# Predicting Forect Cover Type

In this notebook, we are trying to predict the forest cover type of a land using features such a elevation, soil type, slope, etc. This is a supervised learning problem and we have a dataset readily available with training examples and the true target value. Furthermore, this is a classification type problem as for each example we are trying to classify it into one of the 7 pre-defined forest cover type.

## Requirements

This tutorial uses pyspark 3.0 API for distributed machine learning on big data.

In [1]:
# Importing necessary libraries
from pyspark.sql import SparkSession
import pyspark.sql.functions as f
import pyspark.sql.types as t
from pyspark.ml import Pipeline
from pyspark.ml.feature import VectorAssembler, VectorIndexer
from pyspark.ml.classification import RandomForestClassifier, DecisionTreeClassifier
from pyspark.ml.evaluation import MulticlassClassificationEvaluator
from pyspark.mllib.evaluation import MulticlassMetrics
from pyspark.ml.tuning import ParamGridBuilder, TrainValidationSplit
import pandas as pd
from pprint import PrettyPrinter
import os
import gc

## Spark Configuration

I am using spark in the standalone mode with single node cluster. For other configurations, see spark's documentation [here](https://spark.apache.org/docs/latest/).

In [2]:
# Creating SparkSession object
spark = SparkSession.builder.appName('ForestCover').master("spark://DESKTOP-H1P4CCM.localdomain:7077").getOrCreate()

In [3]:
# Global Variables
base = os.getcwd()
filepath = "datasets/covtype/covtype.data"
colNames = ["Elevation", "Aspect", "Slope", "Horizontal_Distance_To_Hydrology", "Vertical_Distance_To_Hydrology",\
            "Horizontal_Distance_To_Roadways", "Hillshade_9am", "Hillshade_Noon", "Hillshade_3pm",\
            "Horizontal_Distance_To_Fire_Points"] + ["Wilderness_Area_"+str(i) for i in range(4)]\
+ ["Soil_Type_"+str(i) for i in range(40)] + ['Cover_Type']
labelCol = "Cover_Type"
pp = PrettyPrinter()

## Dataset

For this excercise, I am using Covtype dataset avaliable [online](https://archive.ics.uci.edu/ml/machine-learning-databases/covtype/) as compressed zip file and the associted info file. The dataset contains records of land patches in Colarado, USA and their associated forest cover type. Each record contains 54 properties that collectively describe a land patch. Of the 54 properties, 10 are numerical and 2 categorical which are one-hot encoded and spread out into 44 propeties (4 wilderness and 40 soil type).

In [4]:
# Read csv file
covtype = spark.read.option('header', False).option('inferSchema', True).csv(os.path.join(base, filepath))

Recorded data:

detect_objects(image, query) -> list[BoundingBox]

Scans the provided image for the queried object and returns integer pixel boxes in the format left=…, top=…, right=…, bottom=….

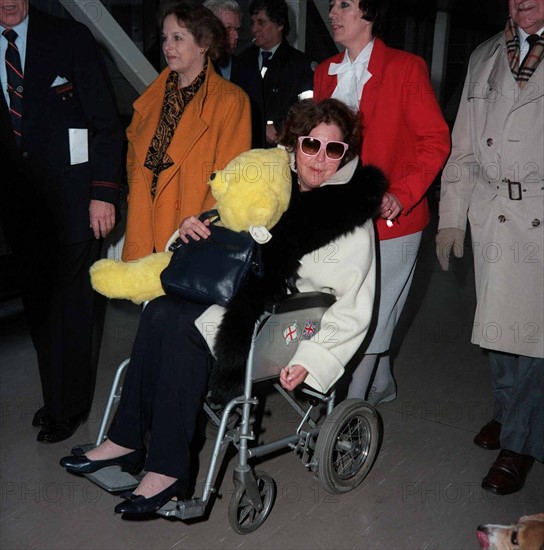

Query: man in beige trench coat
left=436, top=0, right=544, bottom=495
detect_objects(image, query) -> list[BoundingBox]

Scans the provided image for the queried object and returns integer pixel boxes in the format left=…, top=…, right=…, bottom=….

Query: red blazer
left=314, top=38, right=450, bottom=240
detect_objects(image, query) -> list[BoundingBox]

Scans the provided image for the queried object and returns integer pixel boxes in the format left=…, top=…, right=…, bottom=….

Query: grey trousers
left=489, top=351, right=544, bottom=462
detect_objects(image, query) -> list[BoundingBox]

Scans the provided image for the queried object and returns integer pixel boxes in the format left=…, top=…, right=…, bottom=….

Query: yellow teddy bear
left=90, top=148, right=291, bottom=304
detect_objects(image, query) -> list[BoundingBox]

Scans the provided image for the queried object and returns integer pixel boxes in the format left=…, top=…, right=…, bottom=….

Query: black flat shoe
left=37, top=415, right=86, bottom=443
left=114, top=479, right=188, bottom=514
left=59, top=449, right=145, bottom=474
left=32, top=405, right=53, bottom=427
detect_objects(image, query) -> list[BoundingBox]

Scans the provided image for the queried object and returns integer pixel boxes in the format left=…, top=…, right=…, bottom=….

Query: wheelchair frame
left=84, top=292, right=380, bottom=534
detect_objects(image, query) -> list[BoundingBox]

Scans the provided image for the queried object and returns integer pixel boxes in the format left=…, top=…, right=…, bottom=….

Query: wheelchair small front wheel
left=315, top=399, right=380, bottom=493
left=229, top=471, right=276, bottom=535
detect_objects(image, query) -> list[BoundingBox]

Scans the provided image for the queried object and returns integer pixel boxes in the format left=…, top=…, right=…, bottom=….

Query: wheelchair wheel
left=229, top=471, right=276, bottom=535
left=315, top=399, right=379, bottom=493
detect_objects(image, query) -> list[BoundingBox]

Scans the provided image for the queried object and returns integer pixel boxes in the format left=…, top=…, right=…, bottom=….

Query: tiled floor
left=0, top=208, right=544, bottom=549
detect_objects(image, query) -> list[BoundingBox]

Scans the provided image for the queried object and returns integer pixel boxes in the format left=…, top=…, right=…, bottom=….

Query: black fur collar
left=210, top=163, right=387, bottom=403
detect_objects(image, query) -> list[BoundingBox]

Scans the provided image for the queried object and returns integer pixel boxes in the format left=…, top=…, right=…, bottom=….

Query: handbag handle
left=198, top=208, right=221, bottom=223
left=170, top=208, right=221, bottom=252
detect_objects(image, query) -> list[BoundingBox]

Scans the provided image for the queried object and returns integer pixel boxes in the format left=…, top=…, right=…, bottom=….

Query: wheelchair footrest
left=85, top=466, right=140, bottom=493
left=157, top=498, right=206, bottom=519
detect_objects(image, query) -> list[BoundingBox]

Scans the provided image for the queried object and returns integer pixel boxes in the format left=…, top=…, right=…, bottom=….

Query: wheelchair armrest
left=266, top=292, right=336, bottom=314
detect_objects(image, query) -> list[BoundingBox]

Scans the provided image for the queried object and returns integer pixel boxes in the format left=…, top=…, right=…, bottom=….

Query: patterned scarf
left=144, top=60, right=208, bottom=198
left=504, top=17, right=544, bottom=88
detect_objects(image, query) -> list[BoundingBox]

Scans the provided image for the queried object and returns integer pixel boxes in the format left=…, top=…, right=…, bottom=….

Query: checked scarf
left=504, top=17, right=544, bottom=88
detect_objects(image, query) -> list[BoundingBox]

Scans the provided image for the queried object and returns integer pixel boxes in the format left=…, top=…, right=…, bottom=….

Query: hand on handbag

▶ **What you need to do**:
1. According to the forest cover notebook, which pyspark API version does the tutorial use?
2. Please echo the forest cover notebook from "# Predicting Forect" to "on big data.".
These records are separate from the forest cover notebook.

▶ **Solutions to the exercise**:
1. pyspark 3.0

2.
# Predicting Forect Cover Type

In this notebook, we are trying to predict the forest cover type of a land using features such a elevation, soil type, slope, etc. This is a supervised learning problem and we have a dataset readily available with training examples and the true target value. Furthermore, this is a classification type problem as for each example we are trying to classify it into one of the 7 pre-defined forest cover type.

## Requirements

This tutorial uses pyspark 3.0 API for distributed machine learning on big data.